*** SELECTED TEXT
A typically reliable isolation distance requires approximately one-thousandth of an inch (1 mil - about 0.025mm) of solid insulation material per 400 volts that must be withstood. From Fig. 4B, the voltage limiting circuit 60 of the present invention limits the output voltage V_OUT from exceeding approximately 80 KV. Normally, at the "no load" point in Fig. 4A, the output voltage V_OUT might be approximately 100 KV. Assuming an isolation distance requirement of 400 volts per mil (about 400 volts per 0.025mm) of solid material, voltage limiting circuit 60 allows the power supply 5 to operate reliably and safely with approximately .050 inches (about 1.3mm) less isolation distance, and hence, less insulation material around the high voltage circuits. The reduced amount of insulation material, in turn, results in a lighter, smaller and more reliable power supply 5 than may normally be achieved if the power supply is allowed to deliver the characteristic high output voltages for low level current loads. Additionally, when the power supply 5 is voltage limited by limiting circuit 60 to a voltage V_OUT that is substantially lower than the "no load" voltage, the electrode 22, is less likely to arc because the voltage on electrode 22 can be reduced down to a safe level much more quickly, given that the maximum voltage does not exceed the level at point L during the operation of power supply 5.
As may be appreciated, the power supply of the present invention may be used in a typical electrostatic spray coating system as shown in Figure 5. An electrostatic spray devices such as electrostatic spray gun 70 is utilized to spray a part 72 with coating material 74. The electrode 76 of spray gun 70 may be powered by an internal power supply 78 (shown in phantom) like the power supply 5 of the present invention. Alternatively, gun 70 may be powered from an external power supply 80 which is connected to gun 70 by a high voltage cable 82. Preferably the external power supply 80 utilizes the improved power supply 5 of the present invention. Also included in the coating system of Figure 5 is a material supply 84 which is connected to the gun such as through hose 86 to supply spray material which is applied to object 72. Spray material may be either powder or liquid or any other appropriate material for spraying through gun 70. Additionally, the coating system may utilize an air supply 88 in appropriate hoses 90 if the system utilizes air to apply material 74 to object 72. In order to enhance adherence of the spray material 74 to the chosen object, the coating system often utilizes a means 92 to ground the object 72.
Additional advantages and modification will readily be apparent to those skilled in the art. For example, a manipulation circuit 16 might take various forms to provide different ways of manipulating the loadline. Furthermore, manipulation circuit 16 can be modified to accept a variety of different inputs through user interface 25, such as to select a shifting scheme for a particular spray application or for various different parts to be sprayed. Additionally, other ways of using feedback to control the operation of a control circuit may be devised without varying from the scope of this invention.
******
*** RECORD EXCERPTS
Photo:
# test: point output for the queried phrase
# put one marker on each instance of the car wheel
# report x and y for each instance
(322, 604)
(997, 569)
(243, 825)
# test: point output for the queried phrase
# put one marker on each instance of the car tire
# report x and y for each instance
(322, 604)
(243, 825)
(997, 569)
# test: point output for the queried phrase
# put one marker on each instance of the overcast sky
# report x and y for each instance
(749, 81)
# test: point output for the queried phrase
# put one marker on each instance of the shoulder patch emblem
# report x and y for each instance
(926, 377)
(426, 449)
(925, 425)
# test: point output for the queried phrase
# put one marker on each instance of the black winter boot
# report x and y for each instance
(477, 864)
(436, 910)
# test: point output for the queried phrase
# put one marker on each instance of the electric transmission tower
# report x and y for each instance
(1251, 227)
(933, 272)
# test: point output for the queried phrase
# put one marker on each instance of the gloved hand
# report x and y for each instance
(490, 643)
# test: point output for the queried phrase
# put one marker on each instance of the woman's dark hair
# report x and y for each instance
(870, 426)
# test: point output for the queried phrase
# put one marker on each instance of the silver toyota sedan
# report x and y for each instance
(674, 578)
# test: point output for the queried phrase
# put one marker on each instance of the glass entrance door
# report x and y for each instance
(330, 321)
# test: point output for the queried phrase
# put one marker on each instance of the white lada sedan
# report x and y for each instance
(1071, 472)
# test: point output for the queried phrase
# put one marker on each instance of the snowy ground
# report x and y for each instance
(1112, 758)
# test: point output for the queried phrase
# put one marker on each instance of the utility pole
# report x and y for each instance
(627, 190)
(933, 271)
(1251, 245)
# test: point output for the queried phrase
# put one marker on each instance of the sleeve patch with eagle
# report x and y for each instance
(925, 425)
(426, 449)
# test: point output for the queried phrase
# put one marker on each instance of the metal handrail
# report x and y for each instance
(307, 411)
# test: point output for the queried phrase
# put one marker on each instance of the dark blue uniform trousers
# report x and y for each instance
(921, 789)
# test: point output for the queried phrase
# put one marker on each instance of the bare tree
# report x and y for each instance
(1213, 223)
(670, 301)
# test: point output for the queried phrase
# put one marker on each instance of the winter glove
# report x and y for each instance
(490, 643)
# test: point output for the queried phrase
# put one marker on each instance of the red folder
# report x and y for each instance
******
TASK REQUIREMENTS:
1. Answer these questions using the power supply text.
(a) According to the power supply text, approximately what value does voltage limiting circuit 60 keep the output voltage V_OUT from exceeding?
(b) What connects external power supply 80 to gun 70?
(c) Through what can manipulation circuit 16 be modified to accept a variety of different inputs?
2. Retype a passage from the power supply text word for word, beginning at the words "Additional advantages and" and stopping after the words "of this invention.".

CORRECT ANSWERS:
1.
(a) Approximately 80 KV.
(b) A high voltage cable 82.
(c) User interface 25.

2.
Additional advantages and modification will readily be apparent to those skilled in the art. For example, a manipulation circuit 16 might take various forms to provide different ways of manipulating the loadline. Furthermore, manipulation circuit 16 can be modified to accept a variety of different inputs through user interface 25, such as to select a shifting scheme for a particular spray application or for various different parts to be sprayed. Additionally, other ways of using feedback to control the operation of a control circuit may be devised without varying from the scope of this invention.